[WORK TO COMPLETE]
Would you please transcribe the records below exactly, leaving out the pictures?

[GIVEN INFORMATION]

......

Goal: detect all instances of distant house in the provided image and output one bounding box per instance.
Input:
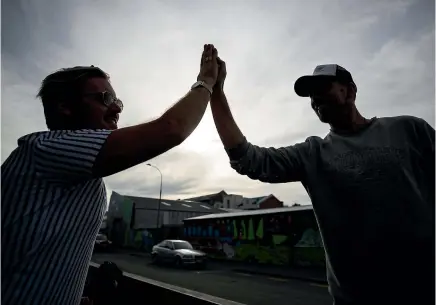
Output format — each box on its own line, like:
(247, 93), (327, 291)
(246, 194), (284, 210)
(185, 191), (284, 210)
(185, 190), (229, 208)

......

[RESPONSE]
Goal: detect all instances of distant house in the provided image and output one bounding box per instance.
Input:
Output format — each box on its own line, like:
(247, 93), (327, 291)
(246, 194), (284, 210)
(185, 191), (284, 210)
(185, 190), (229, 208)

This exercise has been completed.